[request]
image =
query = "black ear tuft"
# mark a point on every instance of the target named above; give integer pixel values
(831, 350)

________

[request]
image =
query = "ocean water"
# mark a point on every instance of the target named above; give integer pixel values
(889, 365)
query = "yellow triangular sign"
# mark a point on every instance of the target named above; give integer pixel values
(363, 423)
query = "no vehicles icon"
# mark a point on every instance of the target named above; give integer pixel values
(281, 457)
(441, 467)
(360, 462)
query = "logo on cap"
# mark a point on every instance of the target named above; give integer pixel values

________

- [AIM OF THE TASK]
Lines that contain "query" are the result; find them in the entries above and copy each one.

- [EXERCISE OUTPUT]
query = "black ear tuft"
query = "ocean water"
query = "yellow triangular sign"
query = "no vehicles icon"
query = "logo on cap"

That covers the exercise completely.